TAREAS DEL EJERCICIO
1/ Según el fragmento, ¿qué nombre recibe desde hace años el siglo XXI?
2/ Enumera todas las actividades que, según el fragmento, ya no se pueden seguir haciendo como hasta ahora.
3/ Resume el fragmento en dos oraciones.

FRAGMENTO CITADO
-----

“Incluir
conciencia ecológica en nuestras decisiones políticas significa incluir tanta
muerte como podamos gestionar, y en tantas modalidades diferentes (psíquica,
filosófica, social) como nos resulte posible”, ha escrito Timothy Morton.
Huelga decir que esto no es plato de gusto para nadie, y que nuestras
sociedades se defienden con uñas y dientes frente a esas perspectivas
“catastrofistas”. Asumir de verdad la condición humana y la situación social en
el siglo XXI (yo lo llamo desde hace años el Siglo de la Gran Prueba) implica:
no puedes seguir haciendo prácticamente nada de lo que haces como lo has venido
haciendo hasta ahora. Incluyendo volar, usar automóviles, comer carne, tener
(varios) hijos, quemar combustibles fósiles, u organizar la vida económica de
la entera sociedad.
Como
resulta abrumador, en general apartamos la vista de semejantes perspectivas, y
nos dedicamos a actividades compensatorias (Odo Marquard: somos Homo compensator) –cuando no nos
instalamos directamente en el cinismo y la denegación.
El
ensayista estadounidense Roy Scranton escribe en la Red: “No asustar a la gente
con el cambio climático significa no decir la verdad sobre el cambio climático.

-----

REGISTRO DE DATOS
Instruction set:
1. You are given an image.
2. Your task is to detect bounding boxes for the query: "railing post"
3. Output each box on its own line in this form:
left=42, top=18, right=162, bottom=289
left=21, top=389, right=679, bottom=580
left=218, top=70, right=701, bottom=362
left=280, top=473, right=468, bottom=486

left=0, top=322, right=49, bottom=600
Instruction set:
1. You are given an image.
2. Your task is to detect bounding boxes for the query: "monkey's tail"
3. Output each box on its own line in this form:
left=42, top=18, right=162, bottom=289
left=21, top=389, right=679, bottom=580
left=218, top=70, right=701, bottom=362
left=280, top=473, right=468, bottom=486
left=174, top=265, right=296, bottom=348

-----

RESPUESTAS DEL EJERCICIO
1/ El Siglo de la Gran Prueba.

2/
- Volar
- Usar automóviles
- Comer carne
- Tener (varios) hijos
- Quemar combustibles fósiles
- Organizar la vida económica de la entera sociedad

3/ Asumir de verdad la condición humana y la situación social del siglo XXI implica no seguir haciendo casi nada como hasta ahora, desde volar o comer carne hasta organizar la vida económica. Como esto resulta abrumador, en general se aparta la vista y se recurre a actividades compensatorias, cuando no se cae directamente en el cinismo y la denegación.